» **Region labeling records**
::::::::::

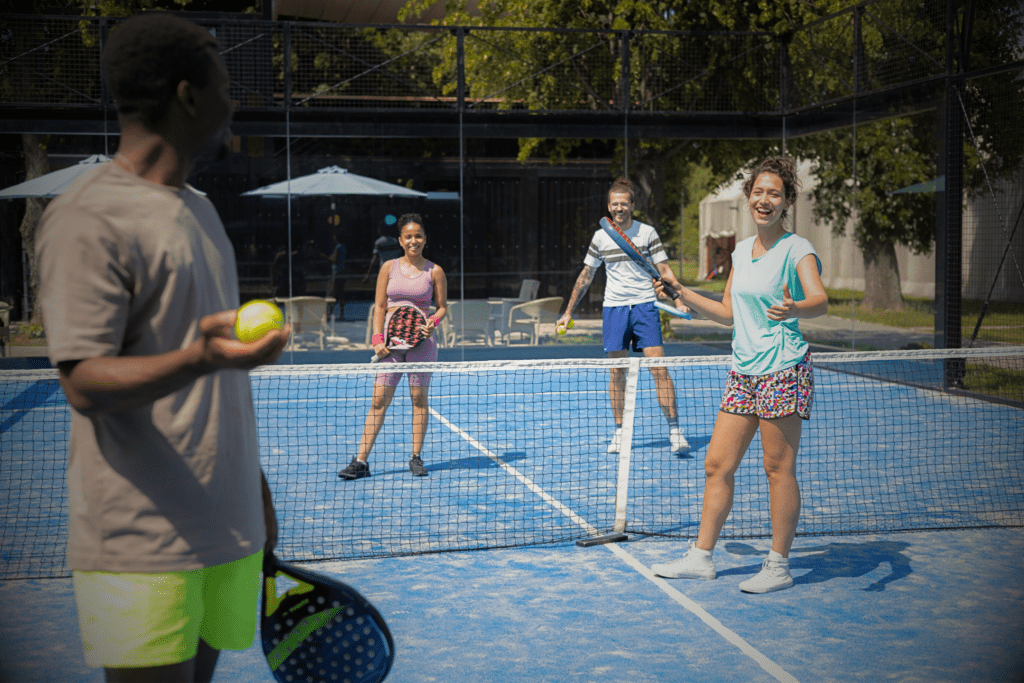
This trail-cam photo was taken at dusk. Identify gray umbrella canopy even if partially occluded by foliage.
[242,166,426,198]
[0,155,110,200]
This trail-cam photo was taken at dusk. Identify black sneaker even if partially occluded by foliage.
[338,458,370,479]
[409,456,427,477]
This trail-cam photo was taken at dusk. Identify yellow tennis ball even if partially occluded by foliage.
[234,299,285,343]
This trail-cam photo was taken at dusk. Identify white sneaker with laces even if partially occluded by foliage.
[669,427,690,453]
[739,557,793,593]
[608,427,623,453]
[650,541,718,581]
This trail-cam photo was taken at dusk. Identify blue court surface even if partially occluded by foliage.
[0,528,1024,683]
[0,350,1024,683]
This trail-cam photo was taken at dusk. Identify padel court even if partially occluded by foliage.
[0,352,1024,682]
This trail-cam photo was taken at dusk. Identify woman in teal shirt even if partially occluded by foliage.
[651,157,828,593]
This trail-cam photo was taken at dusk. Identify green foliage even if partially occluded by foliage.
[790,116,935,253]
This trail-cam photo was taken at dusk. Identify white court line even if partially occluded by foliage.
[429,408,598,536]
[605,543,798,683]
[428,408,799,683]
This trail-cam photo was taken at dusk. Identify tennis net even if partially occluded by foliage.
[0,347,1024,579]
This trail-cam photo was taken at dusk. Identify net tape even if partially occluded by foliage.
[0,347,1024,579]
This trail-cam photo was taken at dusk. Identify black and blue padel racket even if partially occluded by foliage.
[601,217,679,299]
[260,553,394,683]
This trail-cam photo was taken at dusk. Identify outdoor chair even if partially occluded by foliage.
[508,297,563,346]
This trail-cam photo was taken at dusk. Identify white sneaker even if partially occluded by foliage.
[669,427,690,453]
[608,427,623,453]
[739,557,793,593]
[650,541,718,581]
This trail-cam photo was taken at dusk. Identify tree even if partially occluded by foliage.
[790,0,1024,310]
[391,0,784,240]
[0,0,258,325]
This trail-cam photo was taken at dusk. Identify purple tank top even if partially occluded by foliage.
[387,259,434,314]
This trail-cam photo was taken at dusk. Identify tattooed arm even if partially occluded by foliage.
[555,265,597,325]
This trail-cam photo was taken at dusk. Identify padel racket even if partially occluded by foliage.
[370,306,427,362]
[601,217,679,299]
[654,301,693,321]
[260,553,394,683]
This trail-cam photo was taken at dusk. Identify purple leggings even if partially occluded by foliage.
[374,313,437,386]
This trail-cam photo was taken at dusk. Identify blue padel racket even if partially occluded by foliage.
[654,301,693,321]
[370,306,428,362]
[601,217,679,299]
[260,553,394,683]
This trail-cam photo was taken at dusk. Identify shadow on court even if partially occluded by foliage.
[633,434,711,460]
[374,451,527,476]
[718,541,912,593]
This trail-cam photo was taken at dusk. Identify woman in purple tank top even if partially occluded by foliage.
[338,213,447,479]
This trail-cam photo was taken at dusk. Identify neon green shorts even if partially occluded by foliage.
[73,550,263,669]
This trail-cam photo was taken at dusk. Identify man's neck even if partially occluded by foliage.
[116,122,191,187]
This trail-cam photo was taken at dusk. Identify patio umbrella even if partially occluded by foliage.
[242,166,427,198]
[0,155,110,200]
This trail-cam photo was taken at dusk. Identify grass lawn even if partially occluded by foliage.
[672,260,1024,345]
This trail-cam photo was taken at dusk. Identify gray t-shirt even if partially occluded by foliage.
[36,164,265,572]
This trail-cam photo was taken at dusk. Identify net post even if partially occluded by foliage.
[612,357,640,533]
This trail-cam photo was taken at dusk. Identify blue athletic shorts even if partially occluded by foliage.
[602,301,662,353]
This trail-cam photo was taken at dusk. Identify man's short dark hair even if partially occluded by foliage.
[102,12,220,126]
[608,178,636,202]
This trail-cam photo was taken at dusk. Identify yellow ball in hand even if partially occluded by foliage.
[234,299,285,343]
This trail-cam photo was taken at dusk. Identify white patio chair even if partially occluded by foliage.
[276,296,335,351]
[508,297,563,346]
[441,299,496,346]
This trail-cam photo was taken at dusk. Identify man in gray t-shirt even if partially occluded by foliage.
[36,14,289,681]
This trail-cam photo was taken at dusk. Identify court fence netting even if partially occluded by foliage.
[0,346,1024,579]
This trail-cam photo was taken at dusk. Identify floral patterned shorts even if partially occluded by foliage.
[720,351,814,420]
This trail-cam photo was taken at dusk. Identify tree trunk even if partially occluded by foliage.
[20,133,50,325]
[861,241,903,310]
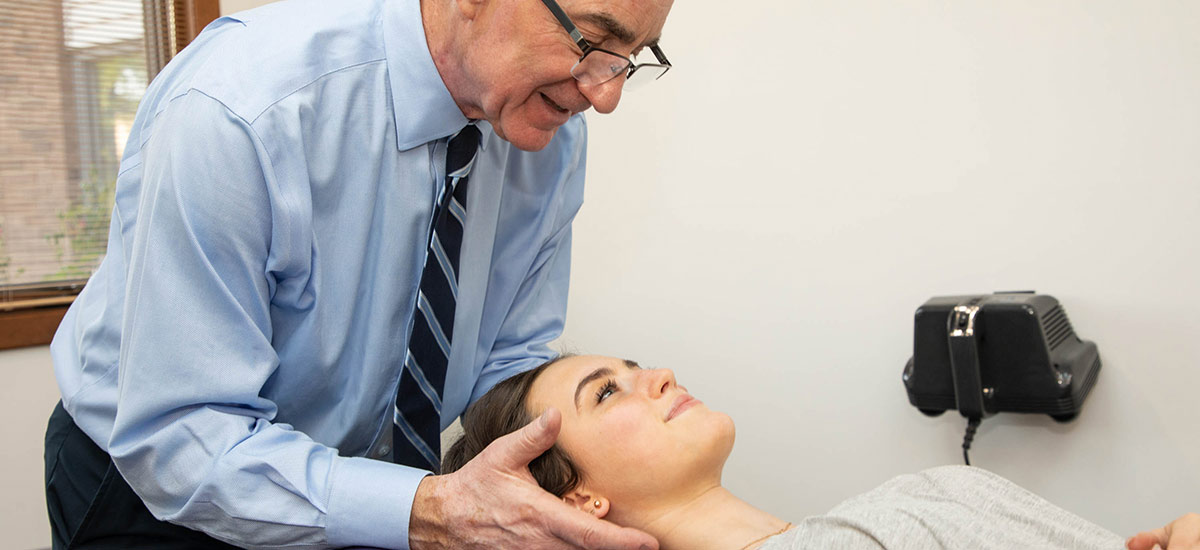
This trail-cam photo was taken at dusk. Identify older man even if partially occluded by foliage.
[46,0,671,549]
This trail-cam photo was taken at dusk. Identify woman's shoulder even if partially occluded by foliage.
[763,466,1122,550]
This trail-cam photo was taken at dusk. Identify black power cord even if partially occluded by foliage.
[962,417,980,466]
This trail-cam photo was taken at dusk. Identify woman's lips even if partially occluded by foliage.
[666,394,700,422]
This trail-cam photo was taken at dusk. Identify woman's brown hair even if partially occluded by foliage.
[442,355,580,497]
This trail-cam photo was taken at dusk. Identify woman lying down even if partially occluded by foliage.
[443,355,1200,550]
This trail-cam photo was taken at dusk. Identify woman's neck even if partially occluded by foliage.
[642,485,788,550]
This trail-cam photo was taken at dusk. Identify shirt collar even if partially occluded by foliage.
[383,0,475,151]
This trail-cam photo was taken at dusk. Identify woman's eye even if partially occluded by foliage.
[596,381,617,405]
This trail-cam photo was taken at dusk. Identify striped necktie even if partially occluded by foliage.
[392,125,479,472]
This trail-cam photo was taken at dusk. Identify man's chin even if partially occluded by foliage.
[492,120,558,153]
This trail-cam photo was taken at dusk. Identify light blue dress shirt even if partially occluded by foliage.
[52,0,587,549]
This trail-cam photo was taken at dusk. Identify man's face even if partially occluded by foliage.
[460,0,672,151]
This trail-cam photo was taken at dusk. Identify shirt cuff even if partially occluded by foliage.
[325,458,430,550]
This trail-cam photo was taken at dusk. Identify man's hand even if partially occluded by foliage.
[1126,514,1200,550]
[408,408,659,550]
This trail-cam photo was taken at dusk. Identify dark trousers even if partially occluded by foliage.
[46,401,236,550]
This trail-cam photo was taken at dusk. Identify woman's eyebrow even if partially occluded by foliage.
[575,366,612,412]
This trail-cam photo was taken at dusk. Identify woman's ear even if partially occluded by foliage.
[563,488,608,518]
[454,0,484,20]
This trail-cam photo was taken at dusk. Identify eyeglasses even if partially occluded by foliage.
[541,0,671,90]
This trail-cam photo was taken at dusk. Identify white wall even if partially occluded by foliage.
[564,0,1200,534]
[0,346,59,550]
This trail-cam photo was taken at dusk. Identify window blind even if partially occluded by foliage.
[0,0,218,309]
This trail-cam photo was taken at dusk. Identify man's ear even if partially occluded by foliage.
[563,486,608,518]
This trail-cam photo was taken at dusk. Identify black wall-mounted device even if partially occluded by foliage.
[904,292,1100,455]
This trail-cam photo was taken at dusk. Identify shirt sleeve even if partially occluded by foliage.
[470,115,587,402]
[108,90,427,549]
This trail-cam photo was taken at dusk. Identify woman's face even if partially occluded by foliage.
[527,355,733,527]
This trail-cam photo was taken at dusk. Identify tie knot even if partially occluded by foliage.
[446,124,479,177]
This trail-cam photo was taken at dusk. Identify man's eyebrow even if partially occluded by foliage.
[575,366,612,411]
[580,12,658,46]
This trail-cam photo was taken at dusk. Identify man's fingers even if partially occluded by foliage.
[488,407,563,470]
[547,509,659,550]
[1163,514,1200,550]
[1126,527,1166,550]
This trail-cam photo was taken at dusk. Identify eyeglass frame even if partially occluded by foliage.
[541,0,671,85]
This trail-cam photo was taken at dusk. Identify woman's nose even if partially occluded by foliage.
[580,77,625,114]
[644,369,677,399]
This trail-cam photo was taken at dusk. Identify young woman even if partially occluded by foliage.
[443,355,1200,550]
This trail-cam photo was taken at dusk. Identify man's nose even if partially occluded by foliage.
[580,77,625,114]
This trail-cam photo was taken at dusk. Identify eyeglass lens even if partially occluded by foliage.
[571,49,667,89]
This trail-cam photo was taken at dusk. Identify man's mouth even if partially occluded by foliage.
[538,91,570,113]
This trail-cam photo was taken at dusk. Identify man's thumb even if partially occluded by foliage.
[497,407,563,470]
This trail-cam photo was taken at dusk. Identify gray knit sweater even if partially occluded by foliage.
[762,466,1124,550]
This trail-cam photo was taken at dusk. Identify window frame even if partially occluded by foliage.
[0,0,221,349]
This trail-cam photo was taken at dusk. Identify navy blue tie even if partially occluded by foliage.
[392,125,479,473]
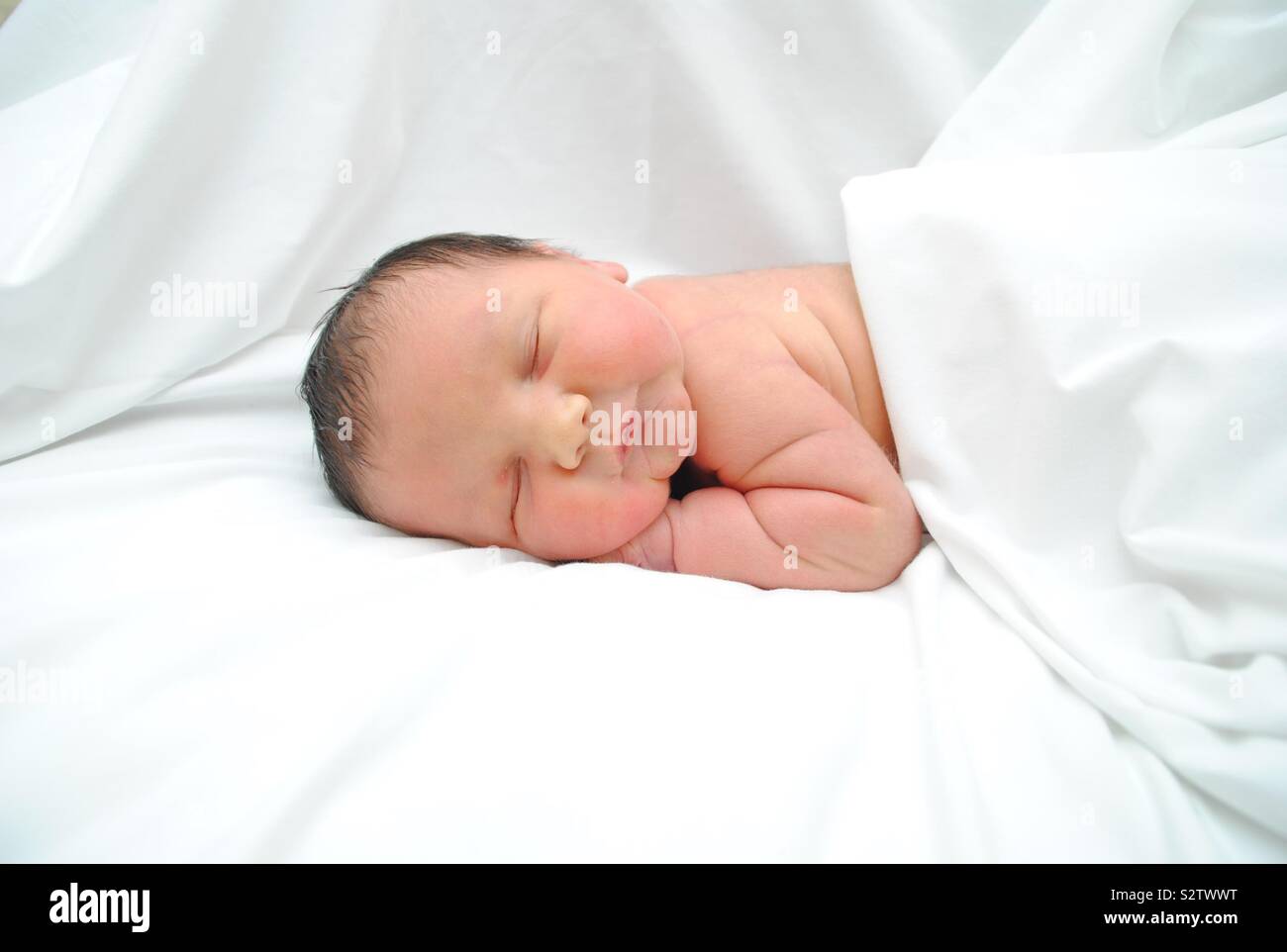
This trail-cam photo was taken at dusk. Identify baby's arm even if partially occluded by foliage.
[596,425,922,592]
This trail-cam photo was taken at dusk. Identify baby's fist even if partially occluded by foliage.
[586,499,676,573]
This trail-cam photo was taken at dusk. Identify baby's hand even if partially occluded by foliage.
[586,499,678,573]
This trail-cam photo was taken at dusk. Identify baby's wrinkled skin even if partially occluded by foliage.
[367,252,923,591]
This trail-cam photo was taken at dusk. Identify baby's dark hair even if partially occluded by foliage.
[299,232,557,522]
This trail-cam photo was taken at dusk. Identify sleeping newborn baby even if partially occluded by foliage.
[300,233,923,591]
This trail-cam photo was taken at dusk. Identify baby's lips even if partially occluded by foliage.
[640,445,683,480]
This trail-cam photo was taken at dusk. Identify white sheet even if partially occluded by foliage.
[0,0,1287,861]
[843,3,1287,836]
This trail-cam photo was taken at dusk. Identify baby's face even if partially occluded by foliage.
[367,254,692,560]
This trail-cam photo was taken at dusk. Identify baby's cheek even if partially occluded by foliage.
[541,483,669,558]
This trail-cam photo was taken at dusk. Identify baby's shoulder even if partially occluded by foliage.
[635,269,846,485]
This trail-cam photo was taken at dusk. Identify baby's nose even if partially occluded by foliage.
[550,394,589,470]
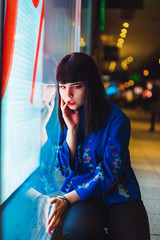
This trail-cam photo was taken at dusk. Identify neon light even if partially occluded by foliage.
[1,0,18,98]
[30,0,44,104]
[99,0,105,32]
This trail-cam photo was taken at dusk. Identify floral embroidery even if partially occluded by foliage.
[109,145,130,198]
[65,181,72,192]
[58,166,69,173]
[118,183,130,198]
[78,163,104,190]
[83,143,95,172]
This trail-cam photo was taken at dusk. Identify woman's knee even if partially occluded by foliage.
[63,203,105,240]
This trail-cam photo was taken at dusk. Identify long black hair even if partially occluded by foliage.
[56,52,107,135]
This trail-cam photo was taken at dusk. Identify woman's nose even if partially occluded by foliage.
[67,88,73,97]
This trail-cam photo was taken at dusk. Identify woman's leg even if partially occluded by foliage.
[63,202,107,240]
[107,200,150,240]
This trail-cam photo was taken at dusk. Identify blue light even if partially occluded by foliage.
[106,83,119,96]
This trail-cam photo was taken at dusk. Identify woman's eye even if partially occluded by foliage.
[59,85,65,89]
[73,85,82,88]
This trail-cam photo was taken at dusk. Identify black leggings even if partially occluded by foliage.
[63,200,150,240]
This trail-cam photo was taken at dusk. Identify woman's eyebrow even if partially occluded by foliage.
[71,82,83,86]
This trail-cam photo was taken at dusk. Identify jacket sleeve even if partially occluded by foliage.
[40,139,58,175]
[57,130,78,177]
[72,115,130,201]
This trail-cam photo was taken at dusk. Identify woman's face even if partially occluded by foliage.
[59,82,85,110]
[41,83,56,108]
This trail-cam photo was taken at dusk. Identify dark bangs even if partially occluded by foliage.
[56,54,83,84]
[56,52,107,135]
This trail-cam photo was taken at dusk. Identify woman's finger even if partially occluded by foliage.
[50,198,57,204]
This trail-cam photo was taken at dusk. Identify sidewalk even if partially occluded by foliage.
[123,109,160,240]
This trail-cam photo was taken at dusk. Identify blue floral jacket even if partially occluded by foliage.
[58,101,141,204]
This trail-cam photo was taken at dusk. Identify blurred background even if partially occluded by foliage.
[0,0,160,240]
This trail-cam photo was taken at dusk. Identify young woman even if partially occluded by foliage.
[48,53,150,240]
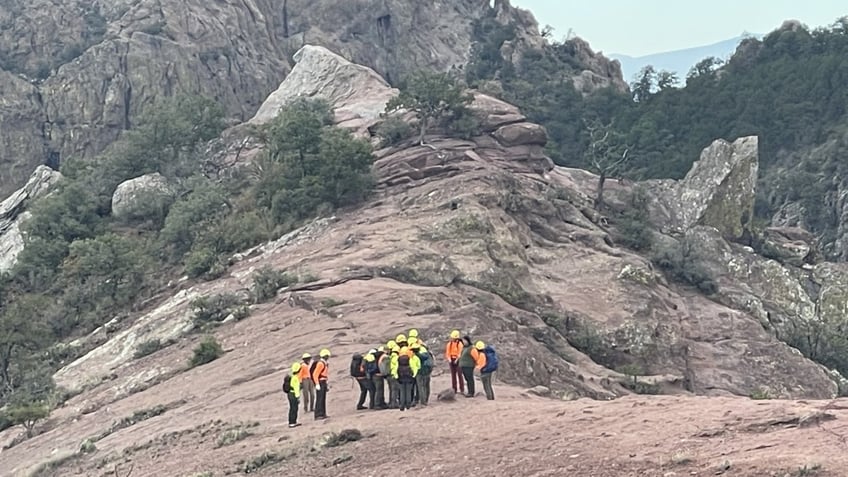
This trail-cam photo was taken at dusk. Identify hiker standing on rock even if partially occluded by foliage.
[445,330,470,394]
[412,343,433,406]
[283,363,304,427]
[312,348,330,419]
[475,341,498,401]
[459,336,479,397]
[371,346,391,409]
[394,348,420,411]
[298,353,315,412]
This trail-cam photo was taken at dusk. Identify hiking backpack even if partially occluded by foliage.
[418,351,433,376]
[480,345,498,373]
[350,353,365,378]
[398,355,412,380]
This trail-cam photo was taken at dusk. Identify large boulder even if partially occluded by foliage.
[112,172,174,218]
[645,136,759,240]
[250,45,398,134]
[0,166,62,273]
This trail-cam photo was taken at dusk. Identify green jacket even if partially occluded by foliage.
[459,346,477,368]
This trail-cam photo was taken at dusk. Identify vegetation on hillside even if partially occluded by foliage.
[0,96,373,427]
[466,17,848,242]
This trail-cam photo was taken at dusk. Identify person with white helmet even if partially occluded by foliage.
[312,348,330,419]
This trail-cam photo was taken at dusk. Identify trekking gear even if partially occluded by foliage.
[350,353,365,378]
[418,350,433,376]
[398,355,413,381]
[480,345,498,374]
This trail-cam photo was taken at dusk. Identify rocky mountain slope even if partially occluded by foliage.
[0,41,848,476]
[0,0,624,196]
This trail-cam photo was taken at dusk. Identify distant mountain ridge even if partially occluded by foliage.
[609,33,763,83]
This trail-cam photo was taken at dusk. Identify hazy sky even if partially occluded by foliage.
[512,0,848,56]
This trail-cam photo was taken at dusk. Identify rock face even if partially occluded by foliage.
[250,45,398,134]
[646,136,759,239]
[112,172,174,218]
[0,166,62,273]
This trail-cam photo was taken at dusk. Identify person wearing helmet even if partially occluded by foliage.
[459,336,477,397]
[392,342,421,411]
[312,348,330,419]
[389,345,400,409]
[283,363,303,427]
[395,333,409,348]
[445,330,465,394]
[297,353,315,412]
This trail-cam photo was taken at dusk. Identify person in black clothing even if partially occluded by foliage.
[459,336,477,397]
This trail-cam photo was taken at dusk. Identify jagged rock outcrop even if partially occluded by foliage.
[0,166,62,273]
[112,172,175,218]
[645,136,759,239]
[249,45,398,135]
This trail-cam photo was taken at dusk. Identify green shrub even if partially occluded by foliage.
[189,336,224,368]
[250,265,297,303]
[190,293,250,327]
[375,116,415,147]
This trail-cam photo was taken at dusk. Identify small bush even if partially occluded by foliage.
[250,266,297,303]
[375,117,415,147]
[321,298,347,308]
[189,336,224,368]
[191,293,250,328]
[133,338,162,359]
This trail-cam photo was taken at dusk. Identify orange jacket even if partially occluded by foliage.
[445,340,462,361]
[312,359,330,384]
[297,363,311,382]
[471,348,486,369]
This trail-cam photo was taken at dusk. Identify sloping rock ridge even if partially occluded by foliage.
[0,0,624,197]
[0,166,62,273]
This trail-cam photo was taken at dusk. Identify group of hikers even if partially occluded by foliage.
[283,329,498,427]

::::::::::

» **What to produce**
Rewrite the data from its start through the line containing "[0,352,1024,682]", both ends included, keeping every line but multiplying each bounding-box coordinate by 2.45 and rounding to whole numbers, with halves rounded up. Omit the pictures.

» **In response**
This trail-cam photo was taken at dusk. Identify gray umbrella canopy even if partially occluded by foliage.
[593,407,1044,485]
[0,380,270,490]
This trail-cam photo was taken at dusk. Identify black sneaker even if partially occluded by foliage.
[828,1122,907,1174]
[1002,1117,1046,1169]
This trail-cam photo was taken at dusk. Identify yellow tennis ball even if partially occluded by foliage.
[573,733,698,840]
This trail-cam photo was taken at dusk. Identify white sneaker with laces even if partially occluded by foliage.
[1639,1046,1691,1110]
[1811,1365,1943,1453]
[1490,1046,1526,1110]
[1593,1325,1759,1423]
This trail-cam photo was taken at dusk. Identify blue court surface even if partially occluded by foliage.
[0,1294,2509,1673]
[0,858,2509,1673]
This trail-cam photo was taken at dusk. Identify padel court even if partially occluded by foliage.
[0,862,2509,1671]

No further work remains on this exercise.